--- JOB ITEM ---
Show every line of the records that contains the string "positive", matching case exactly.
[[ PROVIDED ENTRIES, beginning ]]
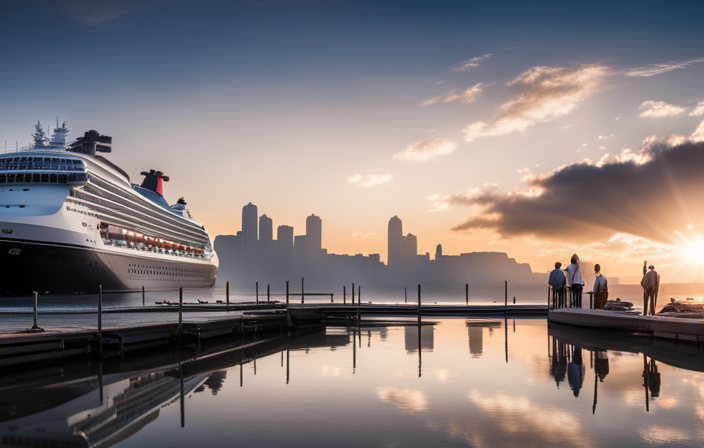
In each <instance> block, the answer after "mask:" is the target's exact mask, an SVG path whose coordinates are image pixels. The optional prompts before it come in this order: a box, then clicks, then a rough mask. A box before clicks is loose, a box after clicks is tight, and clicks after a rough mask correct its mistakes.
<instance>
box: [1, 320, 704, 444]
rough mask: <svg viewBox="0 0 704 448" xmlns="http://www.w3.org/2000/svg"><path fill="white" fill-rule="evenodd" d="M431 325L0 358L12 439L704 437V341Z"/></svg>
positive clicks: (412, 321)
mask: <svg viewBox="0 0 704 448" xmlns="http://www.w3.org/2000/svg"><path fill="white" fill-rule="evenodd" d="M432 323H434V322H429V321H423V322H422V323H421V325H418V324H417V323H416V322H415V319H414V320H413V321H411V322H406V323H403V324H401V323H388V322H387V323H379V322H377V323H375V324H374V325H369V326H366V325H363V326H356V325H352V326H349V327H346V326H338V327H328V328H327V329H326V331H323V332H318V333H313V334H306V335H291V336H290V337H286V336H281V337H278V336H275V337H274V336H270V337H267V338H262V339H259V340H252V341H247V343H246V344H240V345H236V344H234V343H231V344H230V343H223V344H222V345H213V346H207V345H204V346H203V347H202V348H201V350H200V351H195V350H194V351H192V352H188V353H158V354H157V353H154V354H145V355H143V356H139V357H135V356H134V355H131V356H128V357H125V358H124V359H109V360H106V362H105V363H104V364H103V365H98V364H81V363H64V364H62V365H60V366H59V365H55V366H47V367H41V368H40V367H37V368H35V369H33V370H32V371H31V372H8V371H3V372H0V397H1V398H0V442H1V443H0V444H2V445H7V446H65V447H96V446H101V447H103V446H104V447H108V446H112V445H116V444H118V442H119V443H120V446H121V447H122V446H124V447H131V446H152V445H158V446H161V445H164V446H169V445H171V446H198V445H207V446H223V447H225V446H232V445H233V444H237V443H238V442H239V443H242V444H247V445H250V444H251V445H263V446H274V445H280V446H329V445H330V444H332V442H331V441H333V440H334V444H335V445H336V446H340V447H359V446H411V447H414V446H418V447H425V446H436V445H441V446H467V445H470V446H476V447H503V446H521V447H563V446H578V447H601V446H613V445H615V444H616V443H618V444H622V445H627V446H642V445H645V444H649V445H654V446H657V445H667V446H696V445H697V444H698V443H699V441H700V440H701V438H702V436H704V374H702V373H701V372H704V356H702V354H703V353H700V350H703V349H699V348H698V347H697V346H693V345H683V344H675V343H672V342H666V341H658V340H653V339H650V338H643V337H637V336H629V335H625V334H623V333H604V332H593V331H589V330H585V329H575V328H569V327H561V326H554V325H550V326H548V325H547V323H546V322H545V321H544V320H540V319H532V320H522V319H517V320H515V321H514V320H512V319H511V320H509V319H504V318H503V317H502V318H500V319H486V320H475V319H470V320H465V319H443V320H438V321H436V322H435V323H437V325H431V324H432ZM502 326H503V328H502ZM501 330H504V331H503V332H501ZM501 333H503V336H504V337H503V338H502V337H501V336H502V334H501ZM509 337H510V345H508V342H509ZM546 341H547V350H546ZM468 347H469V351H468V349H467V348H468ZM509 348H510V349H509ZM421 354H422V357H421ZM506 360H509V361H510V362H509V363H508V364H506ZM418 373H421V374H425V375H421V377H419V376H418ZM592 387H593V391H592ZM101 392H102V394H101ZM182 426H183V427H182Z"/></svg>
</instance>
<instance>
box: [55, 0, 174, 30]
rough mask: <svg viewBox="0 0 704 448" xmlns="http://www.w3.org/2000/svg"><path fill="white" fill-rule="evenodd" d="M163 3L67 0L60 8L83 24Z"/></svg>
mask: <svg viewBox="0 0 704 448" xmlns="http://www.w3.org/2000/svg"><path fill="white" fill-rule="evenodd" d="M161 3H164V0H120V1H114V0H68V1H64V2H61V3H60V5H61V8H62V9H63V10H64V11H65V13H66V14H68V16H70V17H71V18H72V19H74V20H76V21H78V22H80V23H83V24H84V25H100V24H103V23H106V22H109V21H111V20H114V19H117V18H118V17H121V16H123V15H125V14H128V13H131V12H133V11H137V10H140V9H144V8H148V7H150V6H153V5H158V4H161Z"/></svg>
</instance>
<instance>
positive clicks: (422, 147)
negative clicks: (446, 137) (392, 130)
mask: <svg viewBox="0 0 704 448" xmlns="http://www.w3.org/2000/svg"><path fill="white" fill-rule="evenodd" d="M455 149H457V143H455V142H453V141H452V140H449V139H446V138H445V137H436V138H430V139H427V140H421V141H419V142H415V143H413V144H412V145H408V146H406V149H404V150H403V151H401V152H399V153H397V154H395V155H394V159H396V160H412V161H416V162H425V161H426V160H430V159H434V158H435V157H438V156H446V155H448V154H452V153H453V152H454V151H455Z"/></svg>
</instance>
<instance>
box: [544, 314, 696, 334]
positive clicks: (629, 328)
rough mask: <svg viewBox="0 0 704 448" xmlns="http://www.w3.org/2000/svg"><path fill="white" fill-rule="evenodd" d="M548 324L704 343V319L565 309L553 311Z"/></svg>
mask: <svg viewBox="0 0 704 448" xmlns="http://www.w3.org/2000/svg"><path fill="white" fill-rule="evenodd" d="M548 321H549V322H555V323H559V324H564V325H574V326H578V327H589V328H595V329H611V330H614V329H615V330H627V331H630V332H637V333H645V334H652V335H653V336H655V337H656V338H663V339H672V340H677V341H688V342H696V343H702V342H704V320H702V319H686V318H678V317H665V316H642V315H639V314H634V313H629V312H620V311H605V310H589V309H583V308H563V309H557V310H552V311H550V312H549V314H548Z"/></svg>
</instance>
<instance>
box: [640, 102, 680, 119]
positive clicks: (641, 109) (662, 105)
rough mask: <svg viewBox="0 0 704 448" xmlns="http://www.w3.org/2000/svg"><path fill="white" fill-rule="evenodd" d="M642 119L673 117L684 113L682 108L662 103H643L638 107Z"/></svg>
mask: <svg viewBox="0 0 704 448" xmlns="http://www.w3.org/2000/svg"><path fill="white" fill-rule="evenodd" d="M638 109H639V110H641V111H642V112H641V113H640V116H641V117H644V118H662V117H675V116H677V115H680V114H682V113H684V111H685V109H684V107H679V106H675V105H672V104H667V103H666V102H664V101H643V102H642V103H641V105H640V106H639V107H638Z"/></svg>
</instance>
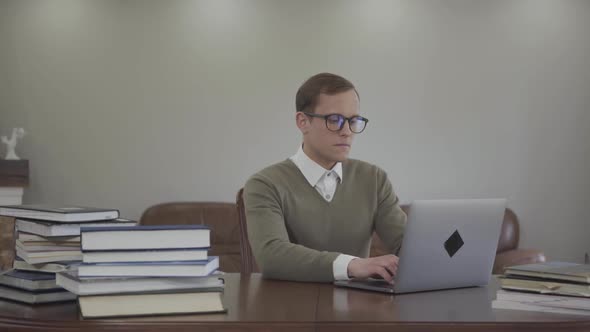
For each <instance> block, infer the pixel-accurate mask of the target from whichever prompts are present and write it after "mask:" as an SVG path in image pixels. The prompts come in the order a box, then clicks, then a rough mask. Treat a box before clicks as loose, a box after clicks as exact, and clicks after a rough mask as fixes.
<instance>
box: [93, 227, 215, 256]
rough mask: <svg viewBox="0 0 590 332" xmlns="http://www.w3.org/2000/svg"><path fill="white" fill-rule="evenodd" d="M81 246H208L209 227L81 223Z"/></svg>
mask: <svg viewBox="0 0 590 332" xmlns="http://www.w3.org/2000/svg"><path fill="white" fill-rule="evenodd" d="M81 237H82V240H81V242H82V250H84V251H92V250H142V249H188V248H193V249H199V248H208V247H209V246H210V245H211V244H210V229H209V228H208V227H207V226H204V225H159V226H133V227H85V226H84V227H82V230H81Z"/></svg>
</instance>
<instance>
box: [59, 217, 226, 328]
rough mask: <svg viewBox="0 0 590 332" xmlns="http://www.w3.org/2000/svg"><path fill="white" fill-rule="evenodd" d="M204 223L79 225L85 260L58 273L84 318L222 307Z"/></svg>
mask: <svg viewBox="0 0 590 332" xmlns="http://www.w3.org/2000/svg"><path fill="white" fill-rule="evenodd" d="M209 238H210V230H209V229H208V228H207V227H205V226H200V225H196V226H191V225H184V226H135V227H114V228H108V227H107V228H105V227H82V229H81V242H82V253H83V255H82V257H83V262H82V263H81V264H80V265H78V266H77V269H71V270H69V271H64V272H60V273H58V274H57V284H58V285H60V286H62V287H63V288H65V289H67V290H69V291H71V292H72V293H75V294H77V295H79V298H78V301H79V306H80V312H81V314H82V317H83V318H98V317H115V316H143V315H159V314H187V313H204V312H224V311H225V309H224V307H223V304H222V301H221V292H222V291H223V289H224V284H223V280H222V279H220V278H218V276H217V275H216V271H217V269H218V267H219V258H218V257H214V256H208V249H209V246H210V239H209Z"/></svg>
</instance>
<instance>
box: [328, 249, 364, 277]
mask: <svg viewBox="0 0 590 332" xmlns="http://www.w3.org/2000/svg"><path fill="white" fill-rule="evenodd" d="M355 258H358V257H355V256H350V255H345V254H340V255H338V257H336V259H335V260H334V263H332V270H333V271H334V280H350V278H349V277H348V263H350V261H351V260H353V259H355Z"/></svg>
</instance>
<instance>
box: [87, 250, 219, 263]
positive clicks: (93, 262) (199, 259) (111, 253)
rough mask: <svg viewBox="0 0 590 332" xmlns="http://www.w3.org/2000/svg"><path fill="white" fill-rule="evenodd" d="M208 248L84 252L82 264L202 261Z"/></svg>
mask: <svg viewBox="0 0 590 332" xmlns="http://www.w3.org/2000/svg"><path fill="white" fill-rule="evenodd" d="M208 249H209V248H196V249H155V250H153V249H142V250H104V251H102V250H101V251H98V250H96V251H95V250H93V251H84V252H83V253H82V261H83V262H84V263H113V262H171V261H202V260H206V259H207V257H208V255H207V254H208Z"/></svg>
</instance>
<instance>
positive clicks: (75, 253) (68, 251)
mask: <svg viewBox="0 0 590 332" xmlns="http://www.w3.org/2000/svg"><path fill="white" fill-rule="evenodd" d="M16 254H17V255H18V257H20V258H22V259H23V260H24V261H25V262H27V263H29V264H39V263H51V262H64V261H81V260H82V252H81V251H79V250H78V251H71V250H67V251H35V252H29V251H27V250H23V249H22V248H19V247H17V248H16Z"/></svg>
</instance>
[[ PROVIDED ENTRIES, end ]]
--- SOLUTION TO THIS EXERCISE ---
positive clicks: (412, 321)
positive clicks: (422, 147)
positive clicks: (629, 328)
positive clicks: (641, 109) (662, 105)
positive clicks: (93, 262) (199, 259) (111, 253)
positive clicks: (75, 253) (68, 251)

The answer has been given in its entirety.